Set task:
Copy out each of the items below word for word.
'''
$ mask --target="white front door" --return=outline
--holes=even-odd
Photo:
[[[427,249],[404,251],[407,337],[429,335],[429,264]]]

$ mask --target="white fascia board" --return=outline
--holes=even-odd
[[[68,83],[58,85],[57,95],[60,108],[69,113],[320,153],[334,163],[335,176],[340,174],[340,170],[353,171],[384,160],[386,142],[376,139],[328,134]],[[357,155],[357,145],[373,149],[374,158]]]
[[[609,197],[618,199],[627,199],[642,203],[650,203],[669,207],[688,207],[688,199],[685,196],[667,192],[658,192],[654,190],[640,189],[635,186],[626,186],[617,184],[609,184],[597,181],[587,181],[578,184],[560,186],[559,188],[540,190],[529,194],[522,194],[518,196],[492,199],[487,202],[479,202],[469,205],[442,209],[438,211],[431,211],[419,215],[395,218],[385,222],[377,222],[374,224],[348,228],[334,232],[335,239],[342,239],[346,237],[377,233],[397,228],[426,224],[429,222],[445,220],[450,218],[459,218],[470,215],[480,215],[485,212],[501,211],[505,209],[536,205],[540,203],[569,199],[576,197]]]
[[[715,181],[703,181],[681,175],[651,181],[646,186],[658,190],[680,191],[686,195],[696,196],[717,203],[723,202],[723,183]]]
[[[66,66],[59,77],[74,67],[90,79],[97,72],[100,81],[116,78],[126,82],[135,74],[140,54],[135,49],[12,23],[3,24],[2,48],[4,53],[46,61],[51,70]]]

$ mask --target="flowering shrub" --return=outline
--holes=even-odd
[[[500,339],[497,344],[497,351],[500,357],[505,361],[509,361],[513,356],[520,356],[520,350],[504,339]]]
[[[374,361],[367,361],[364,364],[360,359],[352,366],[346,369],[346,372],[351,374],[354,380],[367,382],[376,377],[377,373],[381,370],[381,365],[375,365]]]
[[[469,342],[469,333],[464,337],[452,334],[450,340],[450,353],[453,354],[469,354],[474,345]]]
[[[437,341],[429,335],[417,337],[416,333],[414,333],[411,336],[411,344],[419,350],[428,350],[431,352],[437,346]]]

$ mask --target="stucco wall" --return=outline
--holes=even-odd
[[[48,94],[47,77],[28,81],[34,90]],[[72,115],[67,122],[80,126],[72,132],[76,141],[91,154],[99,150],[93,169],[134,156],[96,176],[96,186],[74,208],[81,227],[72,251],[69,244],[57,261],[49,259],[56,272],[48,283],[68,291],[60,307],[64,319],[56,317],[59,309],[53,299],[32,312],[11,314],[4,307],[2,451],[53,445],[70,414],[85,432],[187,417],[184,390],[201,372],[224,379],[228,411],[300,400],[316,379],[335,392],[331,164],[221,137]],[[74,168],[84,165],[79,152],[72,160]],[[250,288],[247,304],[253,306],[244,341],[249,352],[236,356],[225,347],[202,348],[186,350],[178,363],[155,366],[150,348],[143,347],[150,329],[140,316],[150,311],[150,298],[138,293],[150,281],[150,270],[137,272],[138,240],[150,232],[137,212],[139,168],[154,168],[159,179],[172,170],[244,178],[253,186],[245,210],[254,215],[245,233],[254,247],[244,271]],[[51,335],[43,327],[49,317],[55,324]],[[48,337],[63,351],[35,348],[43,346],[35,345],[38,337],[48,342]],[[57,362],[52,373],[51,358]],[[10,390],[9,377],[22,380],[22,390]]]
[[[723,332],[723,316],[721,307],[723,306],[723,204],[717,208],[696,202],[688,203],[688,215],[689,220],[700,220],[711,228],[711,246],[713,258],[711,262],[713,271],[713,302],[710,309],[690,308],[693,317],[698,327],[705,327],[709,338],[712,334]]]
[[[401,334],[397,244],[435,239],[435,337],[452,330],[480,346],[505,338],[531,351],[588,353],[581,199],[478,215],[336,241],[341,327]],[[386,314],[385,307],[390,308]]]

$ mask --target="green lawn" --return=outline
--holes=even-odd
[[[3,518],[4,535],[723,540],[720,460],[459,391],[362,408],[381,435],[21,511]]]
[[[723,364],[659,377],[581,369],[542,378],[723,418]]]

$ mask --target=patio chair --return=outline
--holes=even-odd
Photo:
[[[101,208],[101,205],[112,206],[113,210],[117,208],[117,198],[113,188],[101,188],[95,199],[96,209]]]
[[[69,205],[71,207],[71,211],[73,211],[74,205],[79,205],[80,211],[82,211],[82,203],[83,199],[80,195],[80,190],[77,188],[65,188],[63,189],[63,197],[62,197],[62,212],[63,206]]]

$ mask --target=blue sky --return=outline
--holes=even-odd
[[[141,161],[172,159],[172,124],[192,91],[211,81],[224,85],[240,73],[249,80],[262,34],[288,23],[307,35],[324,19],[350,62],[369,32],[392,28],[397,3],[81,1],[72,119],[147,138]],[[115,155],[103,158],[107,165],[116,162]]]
'''
Task output:
$ mask --target="white front door" --return=outline
--holes=even-odd
Photo:
[[[427,249],[404,251],[407,337],[429,335],[429,264]]]

$ mask --target="white fascia board" --return=outline
--holes=even-odd
[[[68,83],[58,85],[57,95],[60,108],[69,113],[320,153],[334,163],[335,176],[340,174],[340,170],[353,171],[384,160],[386,142],[376,139],[328,134]],[[357,155],[357,145],[373,149],[374,158]]]
[[[609,197],[618,199],[627,199],[642,203],[650,203],[669,207],[688,207],[688,199],[685,196],[667,192],[658,192],[654,190],[640,189],[635,186],[626,186],[617,184],[609,184],[597,181],[587,181],[578,184],[560,186],[559,188],[540,190],[529,194],[522,194],[518,196],[492,199],[487,202],[479,202],[469,205],[442,209],[438,211],[431,211],[419,215],[395,218],[385,222],[377,222],[374,224],[348,228],[334,232],[335,239],[342,239],[346,237],[377,233],[397,228],[426,224],[429,222],[445,220],[450,218],[459,218],[470,215],[480,215],[485,212],[501,211],[505,209],[536,205],[540,203],[569,199],[576,197]]]
[[[715,181],[703,181],[681,175],[651,181],[646,186],[658,190],[680,191],[686,195],[696,196],[717,203],[723,202],[723,183]]]
[[[66,66],[59,77],[74,67],[90,79],[97,72],[100,81],[116,78],[126,82],[135,74],[140,54],[135,49],[12,23],[3,24],[2,48],[4,53],[46,61],[51,70]]]

$ mask --target="flowering shrub" --return=outline
--holes=even-odd
[[[500,339],[497,344],[497,351],[500,357],[505,361],[509,361],[513,356],[520,356],[520,350],[504,339]]]
[[[374,361],[367,361],[364,364],[360,359],[352,366],[346,369],[346,372],[351,374],[354,380],[367,382],[376,377],[377,373],[381,370],[381,365],[375,365]]]
[[[469,342],[469,333],[464,337],[452,334],[450,340],[450,353],[453,354],[469,354],[474,345]]]
[[[437,341],[429,335],[417,337],[416,333],[414,333],[411,336],[411,344],[419,350],[428,350],[431,352],[437,346]]]

$ mask --target="stucco wall" --return=outline
--holes=even-odd
[[[48,94],[47,77],[28,81],[34,90]],[[72,115],[67,122],[80,126],[72,132],[76,141],[91,154],[99,150],[93,169],[134,156],[96,176],[96,186],[74,208],[81,227],[72,251],[69,244],[57,261],[49,259],[56,272],[48,283],[68,291],[60,307],[64,319],[56,317],[59,309],[53,299],[32,312],[11,314],[4,307],[2,451],[53,445],[70,414],[85,432],[187,417],[184,390],[201,372],[224,379],[228,411],[300,400],[316,379],[335,392],[331,164],[221,137]],[[74,168],[84,165],[79,152],[72,160]],[[250,288],[247,304],[253,306],[244,341],[249,352],[236,356],[225,347],[202,348],[186,350],[178,363],[155,366],[150,348],[143,347],[150,329],[140,316],[150,311],[150,298],[138,293],[150,281],[150,270],[137,272],[138,240],[150,232],[137,212],[139,168],[154,168],[159,179],[172,170],[244,178],[253,186],[245,210],[254,215],[245,233],[254,247],[244,271]],[[51,335],[43,327],[49,317],[55,324]],[[48,337],[63,351],[35,348],[43,346],[35,345],[38,337],[48,342]],[[57,362],[52,373],[51,358]],[[10,390],[9,377],[22,380],[22,390]]]
[[[723,332],[723,316],[721,307],[723,306],[723,204],[717,208],[696,202],[688,203],[688,215],[689,220],[700,220],[711,228],[711,246],[713,258],[711,262],[713,271],[713,302],[710,309],[690,308],[693,317],[698,327],[705,327],[709,338],[712,334]]]
[[[401,334],[397,244],[435,239],[435,337],[452,330],[480,346],[505,338],[531,351],[588,353],[581,199],[478,215],[336,241],[341,327]],[[386,314],[385,307],[390,308]]]

$ mask --target="green lawn" --return=outline
--holes=even-odd
[[[3,518],[4,535],[723,540],[720,460],[459,391],[362,408],[381,435],[21,511]]]
[[[723,364],[659,377],[581,369],[542,378],[723,418]]]

$ mask --target=patio chair --return=outline
--holes=even-odd
Photo:
[[[101,208],[101,205],[112,206],[113,210],[117,208],[117,198],[113,188],[101,188],[95,199],[96,209]]]
[[[69,205],[71,207],[71,211],[73,211],[74,205],[79,205],[80,211],[82,211],[82,203],[83,199],[80,195],[80,190],[77,188],[65,188],[63,189],[63,197],[62,197],[62,212],[63,206]]]

$ mask --target=blue sky --return=outline
--holes=even-odd
[[[141,161],[172,159],[172,124],[192,91],[211,81],[224,85],[240,73],[249,80],[262,34],[288,23],[307,35],[324,19],[350,62],[369,32],[392,28],[397,3],[81,1],[72,119],[147,138]],[[115,155],[103,158],[107,165],[116,162]]]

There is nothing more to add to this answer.